Look through the data that follows and say how many of its lines contain "palm", giving the number only.

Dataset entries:
━━━━━━━━━━━━━━━━
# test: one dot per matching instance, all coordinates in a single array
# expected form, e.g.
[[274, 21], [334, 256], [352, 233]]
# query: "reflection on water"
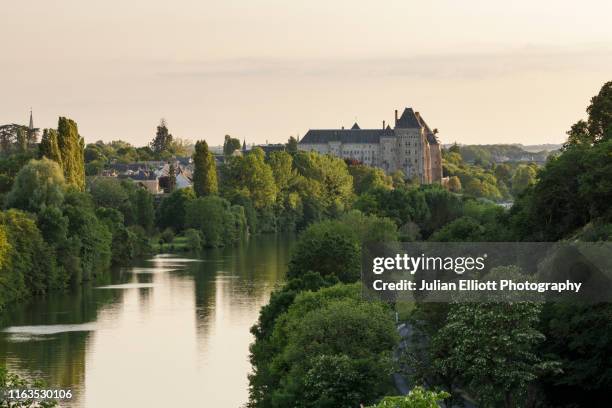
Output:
[[169, 332]]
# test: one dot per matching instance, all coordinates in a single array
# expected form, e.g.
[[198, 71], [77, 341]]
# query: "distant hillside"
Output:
[[539, 148], [501, 153]]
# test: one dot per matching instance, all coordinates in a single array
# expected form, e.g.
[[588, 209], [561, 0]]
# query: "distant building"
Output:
[[153, 175], [410, 146], [269, 148]]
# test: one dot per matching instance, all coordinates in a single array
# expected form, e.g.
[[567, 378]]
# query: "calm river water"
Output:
[[169, 332]]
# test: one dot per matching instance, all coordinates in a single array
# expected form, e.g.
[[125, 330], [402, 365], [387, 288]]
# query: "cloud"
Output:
[[455, 65]]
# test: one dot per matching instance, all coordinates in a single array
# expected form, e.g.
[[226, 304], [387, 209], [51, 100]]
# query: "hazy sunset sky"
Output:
[[479, 71]]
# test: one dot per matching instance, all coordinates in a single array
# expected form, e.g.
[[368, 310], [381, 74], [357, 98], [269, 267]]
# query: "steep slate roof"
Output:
[[408, 120], [315, 136], [431, 137]]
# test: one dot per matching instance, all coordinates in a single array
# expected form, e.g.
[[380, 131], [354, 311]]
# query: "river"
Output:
[[171, 331]]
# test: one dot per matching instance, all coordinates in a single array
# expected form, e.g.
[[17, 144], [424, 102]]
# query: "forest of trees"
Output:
[[317, 342]]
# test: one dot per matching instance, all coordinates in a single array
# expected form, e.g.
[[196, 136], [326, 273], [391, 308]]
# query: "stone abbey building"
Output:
[[410, 146]]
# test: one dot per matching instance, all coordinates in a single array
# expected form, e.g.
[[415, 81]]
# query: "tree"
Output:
[[5, 247], [330, 349], [163, 139], [22, 140], [38, 184], [252, 177], [29, 267], [171, 211], [281, 164], [418, 397], [333, 247], [571, 191], [91, 239], [216, 219], [109, 192], [205, 171], [171, 178], [454, 184], [328, 248], [329, 178], [71, 148], [230, 145], [598, 127], [524, 176], [143, 209], [600, 114], [492, 348], [367, 178], [292, 145]]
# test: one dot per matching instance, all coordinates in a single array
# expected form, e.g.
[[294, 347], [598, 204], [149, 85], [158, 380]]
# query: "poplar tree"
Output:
[[49, 148], [71, 147], [205, 171]]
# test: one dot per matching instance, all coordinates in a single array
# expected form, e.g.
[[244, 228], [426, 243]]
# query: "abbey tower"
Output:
[[410, 146]]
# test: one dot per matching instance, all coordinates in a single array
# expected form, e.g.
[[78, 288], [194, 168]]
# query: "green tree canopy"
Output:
[[71, 147], [38, 184], [162, 141], [205, 170], [230, 145]]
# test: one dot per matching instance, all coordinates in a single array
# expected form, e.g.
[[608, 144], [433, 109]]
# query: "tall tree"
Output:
[[22, 140], [292, 144], [71, 147], [38, 184], [230, 145], [492, 348], [205, 170], [600, 114], [163, 139], [598, 127], [49, 147], [171, 185]]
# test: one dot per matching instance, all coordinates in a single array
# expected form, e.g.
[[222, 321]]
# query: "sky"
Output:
[[480, 71]]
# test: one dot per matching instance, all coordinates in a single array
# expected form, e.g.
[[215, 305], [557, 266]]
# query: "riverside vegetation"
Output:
[[317, 344]]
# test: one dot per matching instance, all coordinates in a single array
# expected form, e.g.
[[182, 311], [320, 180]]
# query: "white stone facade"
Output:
[[410, 147]]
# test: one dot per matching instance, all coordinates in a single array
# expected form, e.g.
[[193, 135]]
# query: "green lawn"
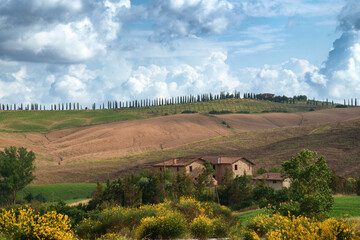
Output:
[[65, 192], [43, 121]]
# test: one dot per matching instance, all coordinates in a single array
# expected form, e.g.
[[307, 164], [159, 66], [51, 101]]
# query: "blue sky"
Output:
[[89, 51]]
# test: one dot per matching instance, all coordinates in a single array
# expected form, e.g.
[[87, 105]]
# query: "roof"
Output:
[[184, 161], [177, 162], [214, 160], [269, 177]]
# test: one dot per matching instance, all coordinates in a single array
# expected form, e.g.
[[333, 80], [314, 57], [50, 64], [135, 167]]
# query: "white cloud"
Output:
[[72, 42], [265, 8], [189, 18]]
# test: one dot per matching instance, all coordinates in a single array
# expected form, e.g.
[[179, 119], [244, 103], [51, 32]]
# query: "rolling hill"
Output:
[[95, 152]]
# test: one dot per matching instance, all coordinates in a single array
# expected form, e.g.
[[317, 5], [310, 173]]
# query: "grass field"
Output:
[[44, 121], [68, 192]]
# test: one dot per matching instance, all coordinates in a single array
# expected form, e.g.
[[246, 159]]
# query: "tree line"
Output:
[[173, 101]]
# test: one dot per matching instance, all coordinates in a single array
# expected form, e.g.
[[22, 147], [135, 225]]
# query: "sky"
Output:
[[94, 51]]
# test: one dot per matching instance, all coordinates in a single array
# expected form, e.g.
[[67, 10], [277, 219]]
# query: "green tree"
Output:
[[310, 184], [16, 171]]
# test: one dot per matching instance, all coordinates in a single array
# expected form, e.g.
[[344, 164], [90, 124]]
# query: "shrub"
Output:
[[286, 227], [168, 226], [190, 208], [188, 111], [220, 228], [202, 227], [26, 224], [341, 106]]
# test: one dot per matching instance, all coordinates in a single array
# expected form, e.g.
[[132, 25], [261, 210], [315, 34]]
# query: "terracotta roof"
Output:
[[269, 177], [225, 160], [184, 161], [177, 162]]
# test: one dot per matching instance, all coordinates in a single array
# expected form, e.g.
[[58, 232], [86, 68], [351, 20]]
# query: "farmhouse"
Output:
[[193, 166], [274, 180], [236, 165]]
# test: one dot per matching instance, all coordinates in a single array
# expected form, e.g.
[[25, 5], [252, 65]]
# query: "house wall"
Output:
[[220, 171], [197, 167], [242, 167], [286, 183], [277, 185]]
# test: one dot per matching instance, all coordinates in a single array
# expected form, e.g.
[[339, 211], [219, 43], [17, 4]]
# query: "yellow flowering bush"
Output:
[[202, 227], [26, 224], [169, 225], [278, 227]]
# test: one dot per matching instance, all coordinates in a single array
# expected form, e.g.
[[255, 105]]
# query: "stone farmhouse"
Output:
[[193, 166], [272, 179]]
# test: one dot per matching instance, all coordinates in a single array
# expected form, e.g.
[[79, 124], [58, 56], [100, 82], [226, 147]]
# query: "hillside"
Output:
[[45, 121], [91, 153]]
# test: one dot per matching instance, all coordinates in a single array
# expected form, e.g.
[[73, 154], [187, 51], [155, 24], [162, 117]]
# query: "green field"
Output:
[[56, 192], [44, 121]]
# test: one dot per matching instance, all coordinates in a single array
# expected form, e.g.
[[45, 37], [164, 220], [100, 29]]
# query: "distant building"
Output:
[[193, 166], [238, 166], [274, 180]]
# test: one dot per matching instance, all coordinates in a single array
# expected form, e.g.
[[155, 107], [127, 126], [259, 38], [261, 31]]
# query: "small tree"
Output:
[[310, 184], [16, 171]]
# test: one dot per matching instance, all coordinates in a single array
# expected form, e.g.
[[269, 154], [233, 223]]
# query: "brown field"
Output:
[[88, 154]]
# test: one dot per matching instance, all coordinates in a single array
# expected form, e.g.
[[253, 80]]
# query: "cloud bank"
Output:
[[95, 51]]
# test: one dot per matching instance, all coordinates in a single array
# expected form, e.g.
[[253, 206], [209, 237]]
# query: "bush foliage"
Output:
[[25, 223]]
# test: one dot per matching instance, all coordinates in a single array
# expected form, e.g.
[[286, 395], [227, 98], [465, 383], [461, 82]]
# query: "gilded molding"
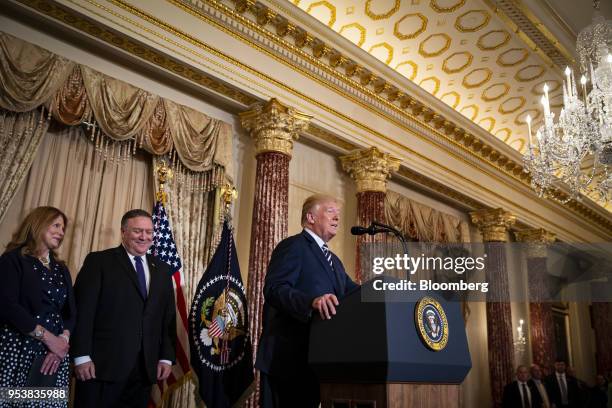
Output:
[[370, 168], [274, 126], [537, 239], [493, 223], [459, 138]]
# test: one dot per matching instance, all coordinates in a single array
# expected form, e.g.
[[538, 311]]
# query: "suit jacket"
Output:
[[21, 293], [554, 392], [512, 396], [297, 273], [115, 322]]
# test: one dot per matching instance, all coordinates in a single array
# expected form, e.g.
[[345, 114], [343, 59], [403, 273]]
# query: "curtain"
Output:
[[70, 174], [423, 223]]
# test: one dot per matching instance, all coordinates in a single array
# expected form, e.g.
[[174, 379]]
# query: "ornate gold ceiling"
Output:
[[458, 50]]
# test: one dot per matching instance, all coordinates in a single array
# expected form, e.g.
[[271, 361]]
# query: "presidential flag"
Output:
[[218, 330], [164, 248]]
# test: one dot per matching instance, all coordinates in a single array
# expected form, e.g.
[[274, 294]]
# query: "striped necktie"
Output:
[[327, 254]]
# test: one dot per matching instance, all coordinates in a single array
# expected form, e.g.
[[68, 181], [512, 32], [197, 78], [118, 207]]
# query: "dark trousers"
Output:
[[290, 392], [134, 392]]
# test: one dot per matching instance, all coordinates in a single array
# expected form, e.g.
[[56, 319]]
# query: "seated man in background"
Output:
[[303, 277]]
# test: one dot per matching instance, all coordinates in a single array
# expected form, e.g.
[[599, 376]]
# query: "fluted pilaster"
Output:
[[493, 225], [602, 324], [370, 168], [273, 127], [541, 329]]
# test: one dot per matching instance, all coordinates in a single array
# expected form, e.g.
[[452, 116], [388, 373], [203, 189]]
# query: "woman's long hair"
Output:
[[30, 232]]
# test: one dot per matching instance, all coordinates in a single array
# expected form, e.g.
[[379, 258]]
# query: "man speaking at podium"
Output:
[[303, 277]]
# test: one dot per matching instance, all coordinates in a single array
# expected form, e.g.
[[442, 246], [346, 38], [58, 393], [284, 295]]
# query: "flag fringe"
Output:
[[187, 376], [245, 395]]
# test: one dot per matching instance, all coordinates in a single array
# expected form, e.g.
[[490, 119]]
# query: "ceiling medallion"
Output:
[[529, 73]]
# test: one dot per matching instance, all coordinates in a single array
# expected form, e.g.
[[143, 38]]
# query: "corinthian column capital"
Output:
[[370, 168], [274, 126], [537, 239], [493, 223]]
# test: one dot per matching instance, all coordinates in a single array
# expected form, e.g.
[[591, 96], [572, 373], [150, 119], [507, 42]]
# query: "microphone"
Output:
[[373, 229]]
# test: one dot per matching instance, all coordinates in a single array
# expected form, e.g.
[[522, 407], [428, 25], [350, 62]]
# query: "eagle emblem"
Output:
[[223, 319]]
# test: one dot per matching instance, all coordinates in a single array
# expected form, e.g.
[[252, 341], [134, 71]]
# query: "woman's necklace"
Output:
[[45, 261]]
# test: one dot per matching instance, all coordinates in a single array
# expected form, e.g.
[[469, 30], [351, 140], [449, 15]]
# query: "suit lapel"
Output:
[[128, 267], [318, 253]]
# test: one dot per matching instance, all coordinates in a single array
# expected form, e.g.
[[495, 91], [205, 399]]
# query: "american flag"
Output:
[[164, 248]]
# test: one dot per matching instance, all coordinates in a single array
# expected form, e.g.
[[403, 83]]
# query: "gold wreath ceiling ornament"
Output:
[[473, 20], [410, 26], [493, 40]]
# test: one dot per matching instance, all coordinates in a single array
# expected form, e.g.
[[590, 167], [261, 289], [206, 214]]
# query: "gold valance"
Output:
[[423, 223], [31, 76]]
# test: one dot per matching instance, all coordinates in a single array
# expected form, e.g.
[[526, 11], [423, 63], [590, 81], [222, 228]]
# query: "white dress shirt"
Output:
[[145, 265], [317, 238]]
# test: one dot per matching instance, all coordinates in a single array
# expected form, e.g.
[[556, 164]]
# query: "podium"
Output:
[[371, 353]]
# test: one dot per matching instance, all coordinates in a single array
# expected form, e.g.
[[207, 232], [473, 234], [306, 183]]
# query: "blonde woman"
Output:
[[37, 311]]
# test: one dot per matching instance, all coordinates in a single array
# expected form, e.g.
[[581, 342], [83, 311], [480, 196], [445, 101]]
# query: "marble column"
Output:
[[370, 168], [541, 329], [273, 127], [494, 225], [601, 313]]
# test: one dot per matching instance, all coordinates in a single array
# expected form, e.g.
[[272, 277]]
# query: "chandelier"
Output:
[[576, 150]]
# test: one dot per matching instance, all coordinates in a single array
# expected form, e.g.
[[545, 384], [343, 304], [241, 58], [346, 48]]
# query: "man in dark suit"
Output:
[[562, 389], [521, 394], [538, 384], [125, 334], [303, 277]]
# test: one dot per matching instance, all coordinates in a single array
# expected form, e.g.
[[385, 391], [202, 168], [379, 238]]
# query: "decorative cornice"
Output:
[[537, 239], [274, 126], [370, 168], [155, 57], [493, 223]]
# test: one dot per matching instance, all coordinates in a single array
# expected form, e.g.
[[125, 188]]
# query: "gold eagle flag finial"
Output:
[[228, 195], [163, 174]]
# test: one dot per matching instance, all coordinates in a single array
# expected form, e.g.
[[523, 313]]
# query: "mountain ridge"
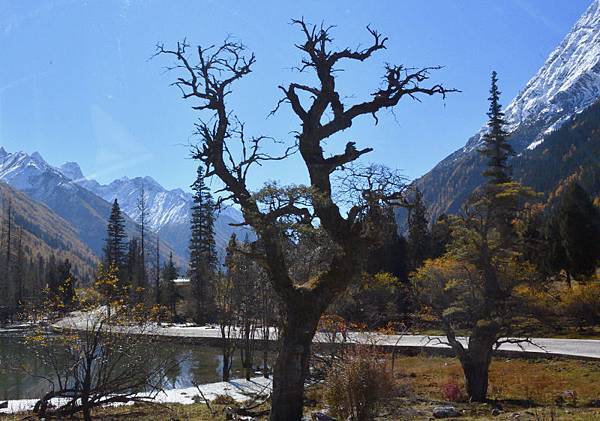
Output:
[[567, 84]]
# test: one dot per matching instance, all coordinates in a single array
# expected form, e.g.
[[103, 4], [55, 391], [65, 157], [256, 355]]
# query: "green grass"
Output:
[[527, 387]]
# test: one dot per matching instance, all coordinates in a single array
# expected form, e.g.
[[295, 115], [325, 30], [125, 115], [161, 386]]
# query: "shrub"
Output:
[[355, 385], [224, 400], [582, 304]]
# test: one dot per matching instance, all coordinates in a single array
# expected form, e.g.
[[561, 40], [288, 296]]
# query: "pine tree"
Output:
[[115, 249], [143, 274], [419, 243], [496, 147], [572, 232], [169, 274], [203, 256]]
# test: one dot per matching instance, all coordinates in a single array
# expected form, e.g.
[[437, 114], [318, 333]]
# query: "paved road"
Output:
[[582, 348]]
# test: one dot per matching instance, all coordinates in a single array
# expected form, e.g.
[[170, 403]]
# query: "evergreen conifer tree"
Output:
[[496, 147], [169, 274], [573, 232], [203, 256], [115, 249], [419, 243]]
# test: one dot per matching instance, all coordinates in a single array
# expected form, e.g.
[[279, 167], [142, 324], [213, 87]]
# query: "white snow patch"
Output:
[[240, 390]]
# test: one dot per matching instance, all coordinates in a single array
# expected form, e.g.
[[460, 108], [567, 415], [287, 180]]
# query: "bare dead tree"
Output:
[[206, 78]]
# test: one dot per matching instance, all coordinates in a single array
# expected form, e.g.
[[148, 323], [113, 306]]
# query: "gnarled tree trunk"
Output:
[[292, 365]]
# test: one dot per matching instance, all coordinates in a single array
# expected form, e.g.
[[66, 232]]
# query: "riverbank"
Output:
[[536, 347], [239, 390]]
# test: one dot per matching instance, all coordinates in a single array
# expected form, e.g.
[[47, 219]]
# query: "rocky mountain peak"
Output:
[[567, 83]]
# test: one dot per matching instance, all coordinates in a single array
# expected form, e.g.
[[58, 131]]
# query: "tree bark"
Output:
[[476, 373], [292, 365], [476, 363]]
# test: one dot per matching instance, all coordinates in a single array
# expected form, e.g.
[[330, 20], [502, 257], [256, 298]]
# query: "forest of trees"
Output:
[[512, 263]]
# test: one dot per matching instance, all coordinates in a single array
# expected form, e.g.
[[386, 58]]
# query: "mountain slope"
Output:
[[84, 210], [567, 84], [168, 211], [44, 232]]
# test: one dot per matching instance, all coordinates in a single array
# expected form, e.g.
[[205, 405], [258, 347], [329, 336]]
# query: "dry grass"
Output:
[[538, 381], [527, 388]]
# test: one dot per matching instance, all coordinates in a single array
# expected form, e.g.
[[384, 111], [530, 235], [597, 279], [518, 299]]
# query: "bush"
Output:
[[582, 304], [356, 384], [451, 390]]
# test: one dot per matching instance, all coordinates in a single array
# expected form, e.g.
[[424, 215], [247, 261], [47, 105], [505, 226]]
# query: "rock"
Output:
[[594, 403], [321, 416], [229, 413], [445, 412]]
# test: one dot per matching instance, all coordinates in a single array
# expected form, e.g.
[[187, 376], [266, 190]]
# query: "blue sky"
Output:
[[76, 82]]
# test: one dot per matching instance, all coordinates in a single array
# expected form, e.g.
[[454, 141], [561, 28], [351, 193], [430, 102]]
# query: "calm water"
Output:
[[197, 364]]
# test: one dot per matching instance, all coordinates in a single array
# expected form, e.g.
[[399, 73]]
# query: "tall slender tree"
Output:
[[496, 147], [419, 239], [171, 295], [474, 286], [115, 249], [572, 234], [143, 215], [203, 255]]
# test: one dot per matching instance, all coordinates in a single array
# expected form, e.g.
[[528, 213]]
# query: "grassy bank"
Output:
[[524, 389]]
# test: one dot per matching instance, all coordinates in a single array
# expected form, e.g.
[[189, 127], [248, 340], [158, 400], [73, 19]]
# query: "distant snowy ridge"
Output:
[[567, 83]]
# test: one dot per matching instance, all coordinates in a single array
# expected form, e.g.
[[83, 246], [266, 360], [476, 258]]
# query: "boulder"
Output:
[[445, 412], [321, 416]]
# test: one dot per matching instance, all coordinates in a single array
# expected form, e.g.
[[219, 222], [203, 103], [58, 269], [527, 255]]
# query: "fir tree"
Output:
[[115, 249], [203, 256], [169, 274], [496, 147], [573, 232], [419, 243]]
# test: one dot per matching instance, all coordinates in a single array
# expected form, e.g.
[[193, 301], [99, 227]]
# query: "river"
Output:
[[192, 364]]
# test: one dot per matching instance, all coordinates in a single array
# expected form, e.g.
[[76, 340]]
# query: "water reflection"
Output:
[[21, 370]]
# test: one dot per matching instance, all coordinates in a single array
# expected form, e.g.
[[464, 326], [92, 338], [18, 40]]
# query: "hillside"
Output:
[[168, 211], [44, 232], [85, 211], [552, 123]]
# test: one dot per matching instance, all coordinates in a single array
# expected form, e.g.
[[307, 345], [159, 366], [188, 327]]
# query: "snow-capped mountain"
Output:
[[84, 210], [565, 87], [567, 83]]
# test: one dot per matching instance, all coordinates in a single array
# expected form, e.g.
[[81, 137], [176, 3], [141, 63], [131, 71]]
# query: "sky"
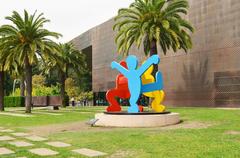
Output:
[[68, 17]]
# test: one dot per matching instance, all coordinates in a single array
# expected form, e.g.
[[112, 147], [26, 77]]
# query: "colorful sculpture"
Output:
[[134, 78], [157, 95], [120, 91]]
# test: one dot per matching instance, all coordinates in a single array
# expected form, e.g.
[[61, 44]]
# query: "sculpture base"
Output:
[[142, 119]]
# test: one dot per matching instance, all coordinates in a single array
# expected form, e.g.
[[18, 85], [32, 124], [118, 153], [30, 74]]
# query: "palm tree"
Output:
[[153, 22], [25, 41], [2, 86], [68, 58]]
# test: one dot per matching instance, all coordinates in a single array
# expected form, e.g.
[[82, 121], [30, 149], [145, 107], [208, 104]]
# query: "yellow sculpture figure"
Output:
[[158, 95]]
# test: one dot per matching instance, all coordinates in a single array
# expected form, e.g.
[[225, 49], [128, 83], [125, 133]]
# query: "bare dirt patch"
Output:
[[189, 125]]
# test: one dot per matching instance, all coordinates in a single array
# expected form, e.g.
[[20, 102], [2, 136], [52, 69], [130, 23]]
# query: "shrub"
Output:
[[10, 101]]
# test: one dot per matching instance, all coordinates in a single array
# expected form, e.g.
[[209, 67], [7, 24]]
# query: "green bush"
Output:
[[10, 101]]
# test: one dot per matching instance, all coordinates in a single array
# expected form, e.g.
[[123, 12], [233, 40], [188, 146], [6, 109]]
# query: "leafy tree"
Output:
[[1, 87], [153, 22], [38, 81], [68, 57], [25, 40]]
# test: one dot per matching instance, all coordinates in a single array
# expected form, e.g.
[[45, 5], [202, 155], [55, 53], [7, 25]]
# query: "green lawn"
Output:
[[210, 140]]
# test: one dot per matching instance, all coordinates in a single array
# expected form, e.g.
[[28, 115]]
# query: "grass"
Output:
[[210, 142]]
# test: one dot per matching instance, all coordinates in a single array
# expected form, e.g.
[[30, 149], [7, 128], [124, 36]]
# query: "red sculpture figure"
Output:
[[120, 91]]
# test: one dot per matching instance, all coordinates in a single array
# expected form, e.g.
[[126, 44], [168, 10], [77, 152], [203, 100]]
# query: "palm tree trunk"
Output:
[[28, 73], [1, 90], [63, 78], [22, 86], [153, 51]]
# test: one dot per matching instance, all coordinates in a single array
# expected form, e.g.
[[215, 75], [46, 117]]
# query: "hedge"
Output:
[[17, 101]]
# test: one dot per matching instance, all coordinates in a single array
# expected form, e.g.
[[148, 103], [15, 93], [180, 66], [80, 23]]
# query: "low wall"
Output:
[[42, 101]]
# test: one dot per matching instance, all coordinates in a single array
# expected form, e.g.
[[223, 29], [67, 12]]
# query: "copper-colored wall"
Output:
━━━━━━━━━━━━━━━━
▶ _Solution_
2